» **Material for the task**:

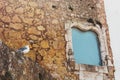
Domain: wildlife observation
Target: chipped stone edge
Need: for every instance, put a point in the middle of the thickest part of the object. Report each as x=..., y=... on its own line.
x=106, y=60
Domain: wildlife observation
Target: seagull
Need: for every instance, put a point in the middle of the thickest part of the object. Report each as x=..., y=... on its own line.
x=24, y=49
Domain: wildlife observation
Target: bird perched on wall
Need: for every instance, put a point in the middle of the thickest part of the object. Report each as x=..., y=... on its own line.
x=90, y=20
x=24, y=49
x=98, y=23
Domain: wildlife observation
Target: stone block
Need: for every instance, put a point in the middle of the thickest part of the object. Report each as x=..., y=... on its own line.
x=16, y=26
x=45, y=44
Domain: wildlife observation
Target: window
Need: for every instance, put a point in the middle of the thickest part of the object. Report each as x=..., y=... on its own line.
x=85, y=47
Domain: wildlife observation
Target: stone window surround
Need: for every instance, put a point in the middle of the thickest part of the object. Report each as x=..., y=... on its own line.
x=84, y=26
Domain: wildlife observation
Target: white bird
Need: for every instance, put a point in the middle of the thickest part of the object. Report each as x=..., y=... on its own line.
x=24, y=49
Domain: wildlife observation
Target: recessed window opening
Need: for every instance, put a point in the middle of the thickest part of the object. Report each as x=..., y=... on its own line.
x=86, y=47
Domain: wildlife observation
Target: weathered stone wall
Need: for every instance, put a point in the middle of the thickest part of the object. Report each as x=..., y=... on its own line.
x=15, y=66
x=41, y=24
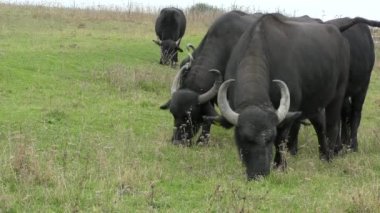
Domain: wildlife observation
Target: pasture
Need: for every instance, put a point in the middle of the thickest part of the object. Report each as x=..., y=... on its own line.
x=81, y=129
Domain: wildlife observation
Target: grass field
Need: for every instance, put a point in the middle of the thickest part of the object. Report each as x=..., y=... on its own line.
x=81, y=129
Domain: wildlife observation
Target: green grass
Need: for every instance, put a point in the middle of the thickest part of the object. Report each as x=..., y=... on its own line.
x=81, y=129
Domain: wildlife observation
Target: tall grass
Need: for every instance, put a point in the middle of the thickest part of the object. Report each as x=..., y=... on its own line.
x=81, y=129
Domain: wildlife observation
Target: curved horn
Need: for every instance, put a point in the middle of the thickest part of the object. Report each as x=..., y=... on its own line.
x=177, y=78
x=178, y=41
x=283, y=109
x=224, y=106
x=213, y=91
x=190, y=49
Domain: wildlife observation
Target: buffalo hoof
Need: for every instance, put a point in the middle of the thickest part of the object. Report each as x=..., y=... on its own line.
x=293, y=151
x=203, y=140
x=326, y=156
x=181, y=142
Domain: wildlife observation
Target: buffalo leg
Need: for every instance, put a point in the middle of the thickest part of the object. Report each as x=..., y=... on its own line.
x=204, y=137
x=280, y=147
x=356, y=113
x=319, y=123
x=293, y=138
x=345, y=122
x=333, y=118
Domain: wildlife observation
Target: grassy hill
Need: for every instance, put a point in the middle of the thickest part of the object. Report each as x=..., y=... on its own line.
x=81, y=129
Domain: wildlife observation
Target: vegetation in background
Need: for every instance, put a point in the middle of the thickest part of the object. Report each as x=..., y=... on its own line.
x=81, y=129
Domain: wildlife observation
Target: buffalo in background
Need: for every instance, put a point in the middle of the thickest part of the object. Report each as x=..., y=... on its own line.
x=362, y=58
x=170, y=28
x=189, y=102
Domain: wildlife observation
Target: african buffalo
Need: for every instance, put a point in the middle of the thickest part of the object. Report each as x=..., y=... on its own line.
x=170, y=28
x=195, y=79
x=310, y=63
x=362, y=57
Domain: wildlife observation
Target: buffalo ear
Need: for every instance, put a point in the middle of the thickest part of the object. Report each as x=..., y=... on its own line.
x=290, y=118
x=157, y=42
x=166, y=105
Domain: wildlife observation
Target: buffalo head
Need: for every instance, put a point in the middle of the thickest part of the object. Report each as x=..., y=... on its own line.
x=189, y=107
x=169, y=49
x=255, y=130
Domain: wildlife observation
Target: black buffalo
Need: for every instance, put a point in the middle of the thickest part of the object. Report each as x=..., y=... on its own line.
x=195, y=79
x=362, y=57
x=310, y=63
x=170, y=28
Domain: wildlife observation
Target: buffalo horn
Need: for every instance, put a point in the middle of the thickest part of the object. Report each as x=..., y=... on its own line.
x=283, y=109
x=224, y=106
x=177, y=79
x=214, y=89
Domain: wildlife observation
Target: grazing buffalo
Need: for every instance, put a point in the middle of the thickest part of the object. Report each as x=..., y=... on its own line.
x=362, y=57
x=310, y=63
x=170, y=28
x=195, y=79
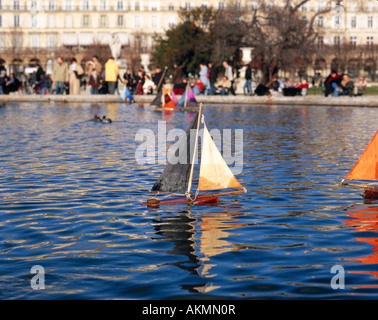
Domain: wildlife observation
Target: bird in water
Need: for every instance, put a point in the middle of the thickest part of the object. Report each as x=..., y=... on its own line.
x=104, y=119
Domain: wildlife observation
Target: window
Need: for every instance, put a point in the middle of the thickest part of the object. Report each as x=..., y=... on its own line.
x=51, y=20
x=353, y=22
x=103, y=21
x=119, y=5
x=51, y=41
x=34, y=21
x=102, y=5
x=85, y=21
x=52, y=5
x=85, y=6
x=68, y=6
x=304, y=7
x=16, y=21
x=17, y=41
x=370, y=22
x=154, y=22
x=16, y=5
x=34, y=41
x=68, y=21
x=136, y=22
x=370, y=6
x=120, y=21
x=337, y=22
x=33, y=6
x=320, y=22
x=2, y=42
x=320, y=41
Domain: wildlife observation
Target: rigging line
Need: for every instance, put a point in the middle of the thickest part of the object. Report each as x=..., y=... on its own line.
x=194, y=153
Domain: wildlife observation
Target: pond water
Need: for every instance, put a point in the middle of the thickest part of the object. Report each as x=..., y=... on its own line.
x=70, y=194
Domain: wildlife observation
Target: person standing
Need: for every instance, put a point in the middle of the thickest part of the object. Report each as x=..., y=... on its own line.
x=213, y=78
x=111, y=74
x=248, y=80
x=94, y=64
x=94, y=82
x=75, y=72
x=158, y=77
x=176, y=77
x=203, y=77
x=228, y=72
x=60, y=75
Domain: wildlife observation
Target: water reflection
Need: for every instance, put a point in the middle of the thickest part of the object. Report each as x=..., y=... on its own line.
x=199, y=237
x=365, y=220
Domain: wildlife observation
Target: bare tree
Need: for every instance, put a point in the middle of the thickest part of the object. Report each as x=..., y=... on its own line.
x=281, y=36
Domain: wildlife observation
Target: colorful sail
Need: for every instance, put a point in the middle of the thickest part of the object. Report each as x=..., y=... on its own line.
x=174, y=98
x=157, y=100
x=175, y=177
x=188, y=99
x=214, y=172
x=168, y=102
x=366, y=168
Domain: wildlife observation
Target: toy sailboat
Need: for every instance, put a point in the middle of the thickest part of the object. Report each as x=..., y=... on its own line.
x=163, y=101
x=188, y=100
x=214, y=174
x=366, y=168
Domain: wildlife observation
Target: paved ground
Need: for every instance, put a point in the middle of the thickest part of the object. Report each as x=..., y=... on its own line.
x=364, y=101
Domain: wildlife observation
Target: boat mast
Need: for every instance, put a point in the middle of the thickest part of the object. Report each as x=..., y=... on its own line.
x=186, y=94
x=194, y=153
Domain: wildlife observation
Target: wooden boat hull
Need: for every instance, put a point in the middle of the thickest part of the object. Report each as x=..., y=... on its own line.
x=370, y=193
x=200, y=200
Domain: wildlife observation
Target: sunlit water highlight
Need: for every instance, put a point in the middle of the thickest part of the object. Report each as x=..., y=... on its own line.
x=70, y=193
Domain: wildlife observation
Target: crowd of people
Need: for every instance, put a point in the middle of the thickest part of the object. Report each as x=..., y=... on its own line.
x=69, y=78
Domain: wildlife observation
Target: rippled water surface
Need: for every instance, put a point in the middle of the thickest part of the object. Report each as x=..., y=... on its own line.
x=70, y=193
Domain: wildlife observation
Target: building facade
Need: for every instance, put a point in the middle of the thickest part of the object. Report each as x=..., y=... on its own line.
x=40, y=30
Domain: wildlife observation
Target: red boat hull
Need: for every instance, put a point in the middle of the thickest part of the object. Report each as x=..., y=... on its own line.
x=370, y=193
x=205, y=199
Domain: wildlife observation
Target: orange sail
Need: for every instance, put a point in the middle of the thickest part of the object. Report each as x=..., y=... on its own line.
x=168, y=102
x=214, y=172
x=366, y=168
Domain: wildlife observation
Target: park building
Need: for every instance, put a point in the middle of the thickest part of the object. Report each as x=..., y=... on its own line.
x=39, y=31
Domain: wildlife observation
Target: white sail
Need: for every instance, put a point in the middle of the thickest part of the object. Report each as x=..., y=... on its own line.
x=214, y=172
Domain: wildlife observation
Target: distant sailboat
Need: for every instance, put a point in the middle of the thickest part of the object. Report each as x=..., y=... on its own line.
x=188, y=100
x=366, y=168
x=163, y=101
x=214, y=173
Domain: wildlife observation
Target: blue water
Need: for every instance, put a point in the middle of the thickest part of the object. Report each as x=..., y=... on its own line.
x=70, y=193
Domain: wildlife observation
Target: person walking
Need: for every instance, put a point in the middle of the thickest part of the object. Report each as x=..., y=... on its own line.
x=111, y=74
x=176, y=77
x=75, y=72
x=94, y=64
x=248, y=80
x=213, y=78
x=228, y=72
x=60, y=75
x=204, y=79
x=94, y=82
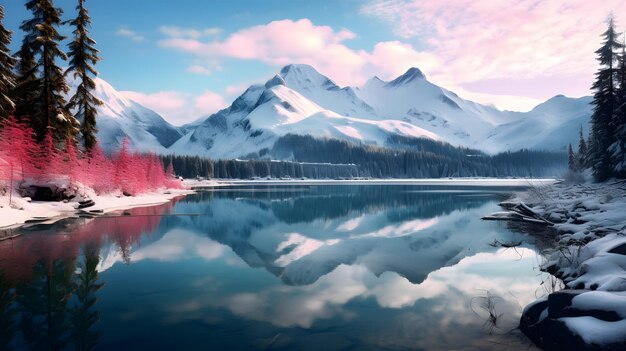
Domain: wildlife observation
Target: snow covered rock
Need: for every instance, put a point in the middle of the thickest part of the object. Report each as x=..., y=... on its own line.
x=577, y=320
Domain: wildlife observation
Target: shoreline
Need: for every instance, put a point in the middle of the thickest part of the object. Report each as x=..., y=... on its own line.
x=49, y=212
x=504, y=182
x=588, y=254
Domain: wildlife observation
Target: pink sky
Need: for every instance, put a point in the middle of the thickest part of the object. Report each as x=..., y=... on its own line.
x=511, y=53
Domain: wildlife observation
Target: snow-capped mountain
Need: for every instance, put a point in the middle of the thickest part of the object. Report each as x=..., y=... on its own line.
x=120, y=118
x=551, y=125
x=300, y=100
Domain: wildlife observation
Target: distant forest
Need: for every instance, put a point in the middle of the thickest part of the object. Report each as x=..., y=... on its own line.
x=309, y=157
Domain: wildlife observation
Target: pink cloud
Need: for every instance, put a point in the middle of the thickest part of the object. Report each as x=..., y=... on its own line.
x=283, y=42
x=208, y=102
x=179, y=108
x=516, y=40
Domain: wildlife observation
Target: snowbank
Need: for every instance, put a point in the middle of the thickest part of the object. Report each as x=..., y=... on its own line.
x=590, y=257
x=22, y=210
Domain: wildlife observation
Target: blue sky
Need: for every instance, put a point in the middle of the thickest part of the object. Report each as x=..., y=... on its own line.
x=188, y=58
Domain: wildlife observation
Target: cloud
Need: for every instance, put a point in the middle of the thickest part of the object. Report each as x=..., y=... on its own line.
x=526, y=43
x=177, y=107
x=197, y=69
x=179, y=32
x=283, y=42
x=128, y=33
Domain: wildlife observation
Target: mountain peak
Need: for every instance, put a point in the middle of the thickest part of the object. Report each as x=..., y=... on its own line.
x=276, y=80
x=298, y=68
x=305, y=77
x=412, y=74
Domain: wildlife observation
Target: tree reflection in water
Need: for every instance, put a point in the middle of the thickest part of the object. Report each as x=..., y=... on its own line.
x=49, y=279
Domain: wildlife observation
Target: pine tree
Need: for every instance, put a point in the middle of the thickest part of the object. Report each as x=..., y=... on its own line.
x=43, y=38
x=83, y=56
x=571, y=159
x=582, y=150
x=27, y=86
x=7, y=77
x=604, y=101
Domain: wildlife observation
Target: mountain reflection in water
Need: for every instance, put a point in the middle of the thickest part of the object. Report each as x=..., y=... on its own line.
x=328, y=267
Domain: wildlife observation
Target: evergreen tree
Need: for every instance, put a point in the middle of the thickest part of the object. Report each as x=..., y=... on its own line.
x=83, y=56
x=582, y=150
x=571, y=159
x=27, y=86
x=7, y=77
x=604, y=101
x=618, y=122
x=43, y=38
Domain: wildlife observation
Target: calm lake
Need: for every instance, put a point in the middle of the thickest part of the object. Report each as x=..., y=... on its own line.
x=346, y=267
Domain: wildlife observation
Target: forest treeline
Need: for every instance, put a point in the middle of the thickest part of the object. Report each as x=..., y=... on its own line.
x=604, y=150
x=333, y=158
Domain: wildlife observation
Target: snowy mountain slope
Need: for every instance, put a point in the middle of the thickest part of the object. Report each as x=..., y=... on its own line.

» **Directive**:
Pick out every line in the material above that contains the word "person" and copy each of those lines.

» **Correct output**:
Target: person standing
Target: person walking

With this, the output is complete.